### LIST OF TASKS
1. In the passage on pedagogical scenarios, translate this sentence into Spanish: "The linking arrows indicate the recommended sequences through the scenario."
2. List every software tool named in the passage on pedagogical scenarios.
3. Answer these questions using the passage on pedagogical scenarios.
(a) How many learning activities were identified as relevant to the overall pedagogical approach?
(b) Into how many larger conceptual units were the triplets clustered?
(c) Where is the scenario of the mission shown to the students?

### PASSAGE PROVIDED
***
Our creation of the pedagogical scenarios proceeded in the opposite direction from that taken by a SCY mission designer. We started at the lowest level of abstraction by defining a set of basic learning activities, based on existing frameworks of such activities (Anderson & Kraftwohl 2001; Azevedo et al. 2004; Ferguson-Hessler & de Jong 1990; Mayer 2002). We identified a total of 53 learning activities that were relevant for our overall pedagogical approach. Examples of learning activities are: identify resources, distribute tasks, rehearse, build a model, ask a question, reflect on (individual and group) processes, relate data with hypothesis/theory, design a (physical or virtual) artifact, build a (physical or virtual) artifact, design an experimental procedure, evaluate ELO (one’s own or a peer’s), monitor the learning process, and summarize. 1 We then defined the ELO that is produced by each activity and identified a software tool that is needed to perform the activity and produce the ELO. A straightforward example of such an activity-tool-ELO triplet is the learning activity ‘build a model’, which in case of a conceptual model may result in the ELO ‘concept map’, for which the tool ‘SCYMapper’ is available.
Next, the 53 triplets of activities with their associated ELOs and tools were clustered into 13 larger conceptual units, or LASs, that all fit within our general approach of inquiry, collaboration, and learning by design. A specific triplet could be part of more than one LAS. The LASs were labeled: Orientation, Management, Information, Conceptualization, Debate, Reflection, Analysis, Designing, Building, Experimentation, Evaluation, Regulation, and Reporting. An example is given in Table 1, which presents the activities, ELOs, and tools that form the LAS ‘Experimentation’. The tools SCYED, SCYSIM, and SCYDATA that are mentioned in the table were created for the SCY project to enable students to produce the associated ELOs; they enable students to set up an experimental design, run a simulation, and perform data analyses, respectively.
The linking arrows indicate the recommended sequences through the scenario. However, while in a mission students can also follow their own sequence of activities, and may revisit a LAS when they think this to be necessary. This allows for flexibility, in that different students can follow different routes through the scenario. The scenario of the mission is shown to the students in the mission map.
***
### ENTRIES
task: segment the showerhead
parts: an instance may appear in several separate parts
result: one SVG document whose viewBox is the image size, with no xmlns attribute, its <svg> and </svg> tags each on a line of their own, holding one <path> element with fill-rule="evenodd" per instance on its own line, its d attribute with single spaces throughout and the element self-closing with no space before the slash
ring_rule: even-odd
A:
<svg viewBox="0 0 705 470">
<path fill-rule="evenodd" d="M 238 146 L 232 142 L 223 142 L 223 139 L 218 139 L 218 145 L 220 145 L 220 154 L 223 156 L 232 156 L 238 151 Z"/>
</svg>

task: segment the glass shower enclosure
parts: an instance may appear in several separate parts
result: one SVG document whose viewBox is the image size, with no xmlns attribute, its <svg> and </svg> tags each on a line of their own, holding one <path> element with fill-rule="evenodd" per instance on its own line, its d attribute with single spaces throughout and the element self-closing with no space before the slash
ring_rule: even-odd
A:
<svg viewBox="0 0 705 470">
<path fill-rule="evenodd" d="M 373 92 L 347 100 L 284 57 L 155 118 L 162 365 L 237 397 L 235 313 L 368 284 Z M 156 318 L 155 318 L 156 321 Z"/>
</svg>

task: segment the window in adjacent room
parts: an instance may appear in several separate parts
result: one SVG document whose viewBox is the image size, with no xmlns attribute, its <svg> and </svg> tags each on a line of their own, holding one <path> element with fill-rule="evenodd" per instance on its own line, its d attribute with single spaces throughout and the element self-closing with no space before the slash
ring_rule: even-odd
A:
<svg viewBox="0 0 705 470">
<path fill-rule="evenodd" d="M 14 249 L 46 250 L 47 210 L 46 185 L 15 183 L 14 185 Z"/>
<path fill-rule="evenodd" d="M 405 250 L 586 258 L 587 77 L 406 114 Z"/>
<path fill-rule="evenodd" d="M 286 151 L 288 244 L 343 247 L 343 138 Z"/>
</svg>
***
### SOLUTIONS BY TASK
1. Las flechas de enlace indican las secuencias recomendadas a lo largo del escenario.

2. SCYMapper, SCYED, SCYSIM, SCYDATA

3.
(a) 53
(b) 13
(c) In the mission map